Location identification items
.....

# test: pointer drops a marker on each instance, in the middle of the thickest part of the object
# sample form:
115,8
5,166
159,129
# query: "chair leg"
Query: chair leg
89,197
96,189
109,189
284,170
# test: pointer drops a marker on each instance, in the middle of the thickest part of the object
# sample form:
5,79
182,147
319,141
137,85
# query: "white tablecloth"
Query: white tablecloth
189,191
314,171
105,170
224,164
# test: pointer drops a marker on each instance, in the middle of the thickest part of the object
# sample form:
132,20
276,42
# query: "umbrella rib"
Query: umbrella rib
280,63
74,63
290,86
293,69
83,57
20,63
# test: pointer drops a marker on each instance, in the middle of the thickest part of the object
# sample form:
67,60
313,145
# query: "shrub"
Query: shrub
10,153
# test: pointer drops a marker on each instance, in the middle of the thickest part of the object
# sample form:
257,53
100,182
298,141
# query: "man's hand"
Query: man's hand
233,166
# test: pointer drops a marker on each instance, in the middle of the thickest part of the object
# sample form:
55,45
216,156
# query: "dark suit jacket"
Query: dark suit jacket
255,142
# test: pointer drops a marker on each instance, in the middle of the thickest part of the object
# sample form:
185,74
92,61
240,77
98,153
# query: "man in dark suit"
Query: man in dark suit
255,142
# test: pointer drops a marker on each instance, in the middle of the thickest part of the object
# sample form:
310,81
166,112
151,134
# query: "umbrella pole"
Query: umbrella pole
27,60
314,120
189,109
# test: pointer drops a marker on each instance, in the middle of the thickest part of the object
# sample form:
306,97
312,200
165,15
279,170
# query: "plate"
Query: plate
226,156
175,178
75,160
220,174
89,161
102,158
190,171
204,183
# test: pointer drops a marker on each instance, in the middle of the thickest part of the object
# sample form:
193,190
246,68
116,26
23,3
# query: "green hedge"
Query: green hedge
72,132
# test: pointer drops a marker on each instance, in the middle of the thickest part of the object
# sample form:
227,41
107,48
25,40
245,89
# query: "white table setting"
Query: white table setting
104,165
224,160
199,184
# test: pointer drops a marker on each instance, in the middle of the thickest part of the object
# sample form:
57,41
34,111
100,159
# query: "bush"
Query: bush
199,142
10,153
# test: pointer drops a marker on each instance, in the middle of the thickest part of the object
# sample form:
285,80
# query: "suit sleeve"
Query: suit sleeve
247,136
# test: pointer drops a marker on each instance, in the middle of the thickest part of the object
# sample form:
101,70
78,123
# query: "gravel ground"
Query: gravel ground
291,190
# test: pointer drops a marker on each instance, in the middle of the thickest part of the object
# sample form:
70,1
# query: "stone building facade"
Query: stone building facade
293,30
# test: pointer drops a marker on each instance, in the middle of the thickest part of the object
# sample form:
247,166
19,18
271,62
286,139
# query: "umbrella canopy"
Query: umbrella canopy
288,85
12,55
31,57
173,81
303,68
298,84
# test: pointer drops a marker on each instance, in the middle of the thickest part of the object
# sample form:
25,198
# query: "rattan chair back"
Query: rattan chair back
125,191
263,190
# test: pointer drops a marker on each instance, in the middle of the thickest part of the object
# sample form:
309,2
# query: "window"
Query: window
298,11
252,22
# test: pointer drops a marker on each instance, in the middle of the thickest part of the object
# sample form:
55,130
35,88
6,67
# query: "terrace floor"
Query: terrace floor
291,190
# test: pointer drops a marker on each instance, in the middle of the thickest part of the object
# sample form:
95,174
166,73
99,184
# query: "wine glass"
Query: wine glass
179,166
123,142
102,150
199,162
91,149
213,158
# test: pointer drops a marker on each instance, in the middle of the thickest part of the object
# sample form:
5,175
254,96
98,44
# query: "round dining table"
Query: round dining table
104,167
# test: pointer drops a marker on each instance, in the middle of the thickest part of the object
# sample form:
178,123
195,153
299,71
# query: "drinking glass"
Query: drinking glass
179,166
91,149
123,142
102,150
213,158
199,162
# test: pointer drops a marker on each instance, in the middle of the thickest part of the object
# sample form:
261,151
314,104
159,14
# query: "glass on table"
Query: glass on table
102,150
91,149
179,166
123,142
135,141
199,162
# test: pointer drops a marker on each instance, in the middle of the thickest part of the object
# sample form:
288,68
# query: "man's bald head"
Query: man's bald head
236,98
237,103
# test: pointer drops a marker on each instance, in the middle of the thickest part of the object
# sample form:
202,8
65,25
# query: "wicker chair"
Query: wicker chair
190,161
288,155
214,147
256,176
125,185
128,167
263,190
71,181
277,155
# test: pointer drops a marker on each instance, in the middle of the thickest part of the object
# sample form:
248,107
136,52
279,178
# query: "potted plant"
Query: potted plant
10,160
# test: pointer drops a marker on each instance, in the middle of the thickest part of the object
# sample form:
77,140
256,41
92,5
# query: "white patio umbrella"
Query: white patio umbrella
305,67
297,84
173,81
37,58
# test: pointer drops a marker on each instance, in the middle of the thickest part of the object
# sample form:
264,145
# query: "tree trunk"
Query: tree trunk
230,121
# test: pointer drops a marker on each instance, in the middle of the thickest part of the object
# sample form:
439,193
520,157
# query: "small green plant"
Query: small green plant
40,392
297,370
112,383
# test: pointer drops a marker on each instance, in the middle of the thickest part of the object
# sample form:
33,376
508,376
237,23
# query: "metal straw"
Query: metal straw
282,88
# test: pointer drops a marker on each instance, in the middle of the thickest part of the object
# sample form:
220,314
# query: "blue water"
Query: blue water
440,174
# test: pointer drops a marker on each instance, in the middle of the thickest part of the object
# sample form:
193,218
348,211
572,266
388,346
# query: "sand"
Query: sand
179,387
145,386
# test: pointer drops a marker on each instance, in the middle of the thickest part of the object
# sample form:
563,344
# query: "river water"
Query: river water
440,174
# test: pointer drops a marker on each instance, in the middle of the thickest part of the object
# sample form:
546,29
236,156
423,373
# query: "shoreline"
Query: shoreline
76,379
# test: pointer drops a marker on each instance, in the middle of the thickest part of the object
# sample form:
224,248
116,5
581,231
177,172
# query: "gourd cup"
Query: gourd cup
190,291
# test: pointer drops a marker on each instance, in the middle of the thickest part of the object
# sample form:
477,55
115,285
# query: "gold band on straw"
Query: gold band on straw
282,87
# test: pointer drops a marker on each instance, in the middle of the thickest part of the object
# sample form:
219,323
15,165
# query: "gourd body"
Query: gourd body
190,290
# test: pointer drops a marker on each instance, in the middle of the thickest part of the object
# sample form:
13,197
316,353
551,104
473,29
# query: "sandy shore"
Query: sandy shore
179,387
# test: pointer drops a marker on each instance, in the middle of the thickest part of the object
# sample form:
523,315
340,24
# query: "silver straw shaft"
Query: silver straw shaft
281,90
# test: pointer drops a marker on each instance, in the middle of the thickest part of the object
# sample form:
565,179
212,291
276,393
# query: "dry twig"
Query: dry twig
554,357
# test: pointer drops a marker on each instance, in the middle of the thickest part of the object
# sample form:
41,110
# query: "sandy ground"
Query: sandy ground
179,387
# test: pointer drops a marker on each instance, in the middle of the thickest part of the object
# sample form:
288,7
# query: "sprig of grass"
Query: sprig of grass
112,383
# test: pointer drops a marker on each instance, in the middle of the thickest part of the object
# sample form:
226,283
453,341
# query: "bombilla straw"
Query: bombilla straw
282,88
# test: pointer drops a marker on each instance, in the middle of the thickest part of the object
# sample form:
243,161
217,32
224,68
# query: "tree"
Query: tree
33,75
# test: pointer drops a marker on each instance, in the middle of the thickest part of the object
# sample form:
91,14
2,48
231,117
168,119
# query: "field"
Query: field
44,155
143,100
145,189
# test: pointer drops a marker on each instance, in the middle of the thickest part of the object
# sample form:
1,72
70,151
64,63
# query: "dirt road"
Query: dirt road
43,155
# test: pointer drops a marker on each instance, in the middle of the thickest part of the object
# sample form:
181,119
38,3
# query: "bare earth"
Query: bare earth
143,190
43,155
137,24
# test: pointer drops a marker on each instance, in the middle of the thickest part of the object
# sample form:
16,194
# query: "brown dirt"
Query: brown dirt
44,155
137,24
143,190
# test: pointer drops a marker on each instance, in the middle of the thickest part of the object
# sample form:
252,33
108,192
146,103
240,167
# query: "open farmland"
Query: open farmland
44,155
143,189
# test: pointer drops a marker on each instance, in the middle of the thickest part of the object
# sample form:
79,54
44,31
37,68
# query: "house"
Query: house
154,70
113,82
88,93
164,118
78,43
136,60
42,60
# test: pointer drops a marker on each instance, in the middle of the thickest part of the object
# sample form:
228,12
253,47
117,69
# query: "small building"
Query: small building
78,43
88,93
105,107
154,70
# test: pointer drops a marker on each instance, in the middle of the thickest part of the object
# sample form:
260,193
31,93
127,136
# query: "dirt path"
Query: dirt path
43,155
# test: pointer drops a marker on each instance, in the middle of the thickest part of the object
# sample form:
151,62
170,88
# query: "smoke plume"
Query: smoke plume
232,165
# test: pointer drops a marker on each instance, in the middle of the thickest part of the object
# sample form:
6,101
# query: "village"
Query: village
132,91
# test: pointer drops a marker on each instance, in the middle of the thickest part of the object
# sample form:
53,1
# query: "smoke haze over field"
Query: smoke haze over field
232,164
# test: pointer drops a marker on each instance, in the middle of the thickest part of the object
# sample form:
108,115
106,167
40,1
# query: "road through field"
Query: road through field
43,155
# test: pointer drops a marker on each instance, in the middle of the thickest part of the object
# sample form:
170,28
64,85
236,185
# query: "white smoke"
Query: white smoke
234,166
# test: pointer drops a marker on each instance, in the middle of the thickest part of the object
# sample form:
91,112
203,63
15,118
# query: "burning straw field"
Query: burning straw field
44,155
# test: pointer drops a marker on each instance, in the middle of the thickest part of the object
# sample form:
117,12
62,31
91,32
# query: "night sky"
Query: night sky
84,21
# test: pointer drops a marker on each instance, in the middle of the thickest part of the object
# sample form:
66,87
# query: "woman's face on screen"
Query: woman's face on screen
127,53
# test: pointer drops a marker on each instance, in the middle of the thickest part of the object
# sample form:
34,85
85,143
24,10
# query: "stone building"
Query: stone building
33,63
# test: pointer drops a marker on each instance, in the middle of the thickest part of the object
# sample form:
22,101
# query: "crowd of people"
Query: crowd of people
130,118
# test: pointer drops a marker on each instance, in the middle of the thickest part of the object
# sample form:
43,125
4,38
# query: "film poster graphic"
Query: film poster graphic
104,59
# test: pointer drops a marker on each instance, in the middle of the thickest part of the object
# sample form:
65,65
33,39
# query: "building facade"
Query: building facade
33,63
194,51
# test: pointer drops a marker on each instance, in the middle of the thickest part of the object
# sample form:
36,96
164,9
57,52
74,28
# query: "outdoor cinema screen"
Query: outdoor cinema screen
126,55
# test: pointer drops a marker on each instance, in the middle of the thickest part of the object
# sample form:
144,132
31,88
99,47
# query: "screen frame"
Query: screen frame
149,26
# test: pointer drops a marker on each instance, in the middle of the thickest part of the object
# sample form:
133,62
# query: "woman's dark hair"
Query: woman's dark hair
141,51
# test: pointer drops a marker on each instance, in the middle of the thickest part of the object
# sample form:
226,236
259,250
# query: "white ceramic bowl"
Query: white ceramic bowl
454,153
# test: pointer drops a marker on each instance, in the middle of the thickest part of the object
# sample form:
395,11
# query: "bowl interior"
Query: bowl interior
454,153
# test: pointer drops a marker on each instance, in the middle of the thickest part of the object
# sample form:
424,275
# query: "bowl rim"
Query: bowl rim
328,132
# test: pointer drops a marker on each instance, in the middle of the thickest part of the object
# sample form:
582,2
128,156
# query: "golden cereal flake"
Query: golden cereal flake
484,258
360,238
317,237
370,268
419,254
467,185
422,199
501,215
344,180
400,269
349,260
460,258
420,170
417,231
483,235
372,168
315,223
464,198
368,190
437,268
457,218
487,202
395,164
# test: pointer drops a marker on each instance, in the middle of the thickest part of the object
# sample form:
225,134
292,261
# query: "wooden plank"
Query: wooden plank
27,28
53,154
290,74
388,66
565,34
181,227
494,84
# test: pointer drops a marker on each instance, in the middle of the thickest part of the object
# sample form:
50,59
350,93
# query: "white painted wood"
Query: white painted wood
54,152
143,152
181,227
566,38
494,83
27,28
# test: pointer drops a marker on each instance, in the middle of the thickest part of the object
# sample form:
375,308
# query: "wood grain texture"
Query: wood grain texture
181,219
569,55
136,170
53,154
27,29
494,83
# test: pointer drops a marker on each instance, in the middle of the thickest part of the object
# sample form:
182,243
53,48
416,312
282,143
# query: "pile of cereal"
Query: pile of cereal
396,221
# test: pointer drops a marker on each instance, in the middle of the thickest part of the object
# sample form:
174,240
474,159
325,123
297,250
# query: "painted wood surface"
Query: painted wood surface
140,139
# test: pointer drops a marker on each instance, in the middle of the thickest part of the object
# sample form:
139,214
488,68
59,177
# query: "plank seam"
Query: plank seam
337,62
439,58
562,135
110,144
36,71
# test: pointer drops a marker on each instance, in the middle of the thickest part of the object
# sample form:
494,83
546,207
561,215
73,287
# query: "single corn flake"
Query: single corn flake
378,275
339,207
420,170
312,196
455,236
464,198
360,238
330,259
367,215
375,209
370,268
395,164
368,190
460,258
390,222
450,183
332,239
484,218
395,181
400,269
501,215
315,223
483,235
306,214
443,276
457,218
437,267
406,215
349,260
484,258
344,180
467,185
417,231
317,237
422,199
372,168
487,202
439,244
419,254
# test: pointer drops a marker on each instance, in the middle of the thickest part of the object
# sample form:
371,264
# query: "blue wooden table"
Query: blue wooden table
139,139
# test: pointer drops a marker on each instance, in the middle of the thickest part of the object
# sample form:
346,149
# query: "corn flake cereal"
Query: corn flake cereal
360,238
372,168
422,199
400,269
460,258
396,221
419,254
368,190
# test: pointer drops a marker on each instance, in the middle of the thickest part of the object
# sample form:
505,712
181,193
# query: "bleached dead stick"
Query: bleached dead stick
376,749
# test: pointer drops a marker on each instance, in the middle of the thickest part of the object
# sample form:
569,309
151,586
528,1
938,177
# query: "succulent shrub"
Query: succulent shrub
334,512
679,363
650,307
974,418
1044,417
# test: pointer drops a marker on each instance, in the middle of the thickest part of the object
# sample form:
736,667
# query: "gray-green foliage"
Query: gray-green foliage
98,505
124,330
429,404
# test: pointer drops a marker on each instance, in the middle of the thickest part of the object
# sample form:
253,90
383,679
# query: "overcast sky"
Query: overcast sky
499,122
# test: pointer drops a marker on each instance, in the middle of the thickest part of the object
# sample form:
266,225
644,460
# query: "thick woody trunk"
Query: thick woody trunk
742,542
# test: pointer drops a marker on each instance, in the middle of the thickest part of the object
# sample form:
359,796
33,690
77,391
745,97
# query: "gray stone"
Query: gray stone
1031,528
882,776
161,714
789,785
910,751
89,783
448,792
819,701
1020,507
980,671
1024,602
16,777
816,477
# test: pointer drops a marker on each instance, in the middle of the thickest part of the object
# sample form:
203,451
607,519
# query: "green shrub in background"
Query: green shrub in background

.....

● **WHAT NEEDS TO BE DONE**
Gather every line from the rows above that contains the string "wicker", treating uppercase and lowercase letters as distinct.

● **FINAL ANSWER**
# query: "wicker chair"
Query: wicker chair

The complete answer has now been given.